Czechoslovak Leaders Soften the Hard Line
But dissidents complain that reforms are tentative and designed to divide opposition. LUKEWARM GLASNOST
INSIDE the baroque Lucerna Dance Hall, long-haired youngsters swing to the incessant beat of loud music and acid lyrics such as, ``Skinhead, Skinhead, Bang! Bang! Bang!'' ``A few years ago, I was thrown in jail for promoting such music,'' marvels Karel Srp, the ebullient leader of the outlawed Jazz Section. ``It's progress, it's glasnost [openness] - but limited progress, limited glasnost, nothing like in Hungary or Poland.''
Czechoslovakia is trying to change. Long a leader of East European resistance to Soviet leader Mikhail Gorbachev's reforms, its orthodox communist regime now is buffeted by new pressures, from East and West, and from below. As the Lucerna rock concert shows, the hard-line leadership has responded by allowing more independent cultural activities.
But diplomats, dissidents, and even Communist Party functionaries doubt the depth of Czechoslovak glasnost. Official reform efforts remain defensive, they say, marked by caution and repression, while unofficial pressure from the long-passive population remains too weak to force an acceleration.
``The changes here just aren't systematic. They don't touch the roots of the totalitarian abuses,'' says one Western diplomat.
``People are bitter, but still not optimistic, and until they become optimistic, I don't believe they will be able to force reform on the authorities.''
This conclusion suggests some staying power for East Europe's hard-line bloc: Bulgaria, Romania, East Germany, and Czechoslovakia are all are resisting Soviet perestroika [restructuring] and glasnost. The so-called ``Gang of Four'' appears tentative, on the defensive. But it will be some time before these hard-liners start dancing to Gorbachev's tune.
Among this group, Czechoslovakia represents a crucial test case. Unlike Bulgaria, it boasts a strong democratic and industrial tradition. Unlike Romania, it is not ruled by a ruthless autocrat like Nicolae Ceausescu, who is willing to resist reform by starving his own people. And unlike East Germany, whose status as part of a divided nation makes any change potentially destabilizing, Czechoslovakia does not oppose the Soviet Union - at least not publicly.

[Records]
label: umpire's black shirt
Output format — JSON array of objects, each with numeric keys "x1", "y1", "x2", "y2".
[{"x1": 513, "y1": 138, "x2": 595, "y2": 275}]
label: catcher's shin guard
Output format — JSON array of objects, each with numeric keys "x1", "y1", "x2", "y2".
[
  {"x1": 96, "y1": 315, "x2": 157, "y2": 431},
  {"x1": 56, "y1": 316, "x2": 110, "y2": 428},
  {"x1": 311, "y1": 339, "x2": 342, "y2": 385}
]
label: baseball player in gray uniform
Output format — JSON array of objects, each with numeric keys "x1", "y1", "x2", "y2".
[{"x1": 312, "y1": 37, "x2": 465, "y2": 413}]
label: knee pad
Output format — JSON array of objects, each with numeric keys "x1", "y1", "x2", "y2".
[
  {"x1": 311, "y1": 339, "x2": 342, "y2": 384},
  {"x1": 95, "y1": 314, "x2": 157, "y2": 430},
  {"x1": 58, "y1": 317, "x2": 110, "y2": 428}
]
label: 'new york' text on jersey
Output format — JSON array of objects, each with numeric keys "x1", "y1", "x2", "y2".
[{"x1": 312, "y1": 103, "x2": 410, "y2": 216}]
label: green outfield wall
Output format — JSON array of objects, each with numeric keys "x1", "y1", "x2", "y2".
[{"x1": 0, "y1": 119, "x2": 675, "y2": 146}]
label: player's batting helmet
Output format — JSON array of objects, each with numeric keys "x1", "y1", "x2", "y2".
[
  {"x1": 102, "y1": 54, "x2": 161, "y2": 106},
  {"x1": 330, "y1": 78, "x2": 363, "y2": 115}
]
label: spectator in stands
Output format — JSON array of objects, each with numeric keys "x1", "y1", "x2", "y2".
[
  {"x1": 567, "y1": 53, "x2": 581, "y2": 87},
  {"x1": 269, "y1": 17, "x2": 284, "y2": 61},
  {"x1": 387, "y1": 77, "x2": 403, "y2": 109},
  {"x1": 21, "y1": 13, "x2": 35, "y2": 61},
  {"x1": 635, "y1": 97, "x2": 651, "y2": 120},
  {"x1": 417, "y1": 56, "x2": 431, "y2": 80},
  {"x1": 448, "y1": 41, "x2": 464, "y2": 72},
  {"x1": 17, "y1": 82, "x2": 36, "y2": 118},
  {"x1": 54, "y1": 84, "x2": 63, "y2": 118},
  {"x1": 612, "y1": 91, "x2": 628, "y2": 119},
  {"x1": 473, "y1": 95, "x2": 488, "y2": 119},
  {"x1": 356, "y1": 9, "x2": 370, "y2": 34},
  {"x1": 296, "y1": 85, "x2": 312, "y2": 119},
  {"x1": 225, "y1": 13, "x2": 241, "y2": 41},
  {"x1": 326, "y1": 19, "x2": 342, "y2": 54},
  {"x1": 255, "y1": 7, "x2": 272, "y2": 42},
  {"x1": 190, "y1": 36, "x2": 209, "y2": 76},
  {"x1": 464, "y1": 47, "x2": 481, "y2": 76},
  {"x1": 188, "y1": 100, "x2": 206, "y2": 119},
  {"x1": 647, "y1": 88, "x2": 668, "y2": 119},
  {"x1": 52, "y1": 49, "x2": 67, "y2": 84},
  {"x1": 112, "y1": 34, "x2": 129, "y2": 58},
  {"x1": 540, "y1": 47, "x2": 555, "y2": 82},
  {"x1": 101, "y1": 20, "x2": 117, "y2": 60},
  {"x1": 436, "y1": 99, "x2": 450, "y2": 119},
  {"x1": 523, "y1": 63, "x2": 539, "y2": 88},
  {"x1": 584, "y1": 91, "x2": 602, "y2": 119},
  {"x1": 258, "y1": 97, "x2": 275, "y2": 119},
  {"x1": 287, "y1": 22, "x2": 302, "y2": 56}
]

> _Request_
Print the text of the article on Czechoslovakia's leaders, starting at "Among this group, Czechoslovakia" up to and including "least not publicly.", exactly as it appears.

> _Correct output_
Among this group, Czechoslovakia represents a crucial test case. Unlike Bulgaria, it boasts a strong democratic and industrial tradition. Unlike Romania, it is not ruled by a ruthless autocrat like Nicolae Ceausescu, who is willing to resist reform by starving his own people. And unlike East Germany, whose status as part of a divided nation makes any change potentially destabilizing, Czechoslovakia does not oppose the Soviet Union - at least not publicly.